[[ DATA EXTRACT open ]]
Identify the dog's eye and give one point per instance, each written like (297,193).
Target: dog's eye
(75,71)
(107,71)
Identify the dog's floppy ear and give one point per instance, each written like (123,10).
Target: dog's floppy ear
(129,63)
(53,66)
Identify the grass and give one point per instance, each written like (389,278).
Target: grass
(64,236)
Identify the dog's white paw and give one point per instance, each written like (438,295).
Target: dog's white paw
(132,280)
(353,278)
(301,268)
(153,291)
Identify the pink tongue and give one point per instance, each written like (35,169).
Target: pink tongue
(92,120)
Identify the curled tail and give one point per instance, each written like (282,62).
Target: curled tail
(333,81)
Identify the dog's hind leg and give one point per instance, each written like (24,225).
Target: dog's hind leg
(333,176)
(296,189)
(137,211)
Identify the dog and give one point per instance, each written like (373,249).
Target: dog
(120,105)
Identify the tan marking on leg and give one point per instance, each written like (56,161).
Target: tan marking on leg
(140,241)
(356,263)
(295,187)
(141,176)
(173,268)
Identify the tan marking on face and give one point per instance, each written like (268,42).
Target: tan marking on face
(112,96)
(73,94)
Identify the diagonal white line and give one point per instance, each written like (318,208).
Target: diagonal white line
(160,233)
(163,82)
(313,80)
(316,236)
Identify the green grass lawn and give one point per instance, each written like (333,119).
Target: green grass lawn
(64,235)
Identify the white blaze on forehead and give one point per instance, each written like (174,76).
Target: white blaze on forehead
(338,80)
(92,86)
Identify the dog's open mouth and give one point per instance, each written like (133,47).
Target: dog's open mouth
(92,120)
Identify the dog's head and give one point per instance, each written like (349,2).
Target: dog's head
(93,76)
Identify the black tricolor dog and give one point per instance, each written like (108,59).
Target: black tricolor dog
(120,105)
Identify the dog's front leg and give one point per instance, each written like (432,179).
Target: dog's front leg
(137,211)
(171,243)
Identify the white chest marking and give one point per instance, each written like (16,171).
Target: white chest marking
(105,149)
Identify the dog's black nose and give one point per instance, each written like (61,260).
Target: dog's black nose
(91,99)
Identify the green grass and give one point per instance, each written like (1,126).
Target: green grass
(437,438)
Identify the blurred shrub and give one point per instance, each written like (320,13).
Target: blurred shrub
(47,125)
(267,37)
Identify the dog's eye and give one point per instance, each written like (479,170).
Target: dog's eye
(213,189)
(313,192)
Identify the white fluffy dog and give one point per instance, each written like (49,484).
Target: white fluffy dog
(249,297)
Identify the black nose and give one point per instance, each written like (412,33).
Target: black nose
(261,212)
[[ DATA EXTRACT closed ]]
**TASK OBJECTIVE:**
Repeat back the data above, exact to the last character.

**ANSWER TO THE EXERCISE:**
Identify the dog's eye and give one point per instance, each written like (297,193).
Target: dog's eye
(75,71)
(107,71)
Identify the dog's floppy ear and give one point per instance, each written like (123,10).
Target: dog's floppy ear
(129,63)
(53,66)
Identify the grass and give one point per instance, each written like (389,278).
Target: grass
(64,236)
Identify the dog's white paw and give one point per instance, each written like (438,295).
Target: dog's white paw
(132,280)
(353,278)
(301,268)
(153,291)
Identify the pink tongue and give one point per instance, each written like (35,169).
Target: pink tongue
(92,120)
Identify the curled tail and give one point per instance, each written like (282,62).
Target: curled tail
(333,81)
Identify the dog's hind leg and give one point per instance, each written like (24,225).
Target: dog's hind leg
(333,176)
(296,189)
(137,211)
Identify the dog and give one point per instance, each written like (373,249).
Target: dog
(120,105)
Identify the tan marking on leg and give one point per instance, each written like (56,161).
Target: tan marking on leg
(140,241)
(356,263)
(295,187)
(141,176)
(173,268)
Identify the tan marking on face and give one point per instance, each written like (268,42).
Target: tan marking on face
(112,96)
(73,94)
Identify the diagonal white line and give one point per instance, each written like (318,208).
Target: diagonal white line
(160,233)
(163,82)
(313,80)
(316,236)
Identify the green grass lawn and give one point per instance, each written like (333,119).
Target: green grass lawn
(64,235)
Identify the white blaze on forehead and give one point per instance, each written like (174,76).
Target: white blaze on forehead
(338,80)
(92,86)
Identify the dog's open mouth and give one point per instance, each written like (133,47).
Target: dog's open mouth
(92,120)
Identify the dog's head and give one point per instance, each written like (349,2).
Target: dog's head
(93,76)
Identify the black tricolor dog and give one point per instance, each written like (108,59).
Target: black tricolor dog
(120,105)
Identify the dog's front leg and give one point per instance, each written like (432,179).
Target: dog's front leg
(137,211)
(171,243)
Identify the white chest marking and give one point per instance, each written like (16,171).
Target: white chest marking
(105,149)
Identify the dog's black nose and give one point per instance, each written like (61,260).
Target: dog's black nose
(91,99)
Identify the green grass and give one point per instance, each written like (1,126).
Target: green grass
(437,438)
Identify the blurred shrub and give one point per instance, each written like (320,13).
Target: blurred shrub
(47,125)
(267,37)
Identify the dog's eye and give one point per instance, each written like (479,170).
Target: dog's eye
(213,189)
(313,192)
Identify the white fluffy dog and give one point per instance, each written like (49,484).
Target: white fluffy dog
(249,297)
Identify the black nose and give one point per instance, each written like (412,33).
Target: black nose
(261,212)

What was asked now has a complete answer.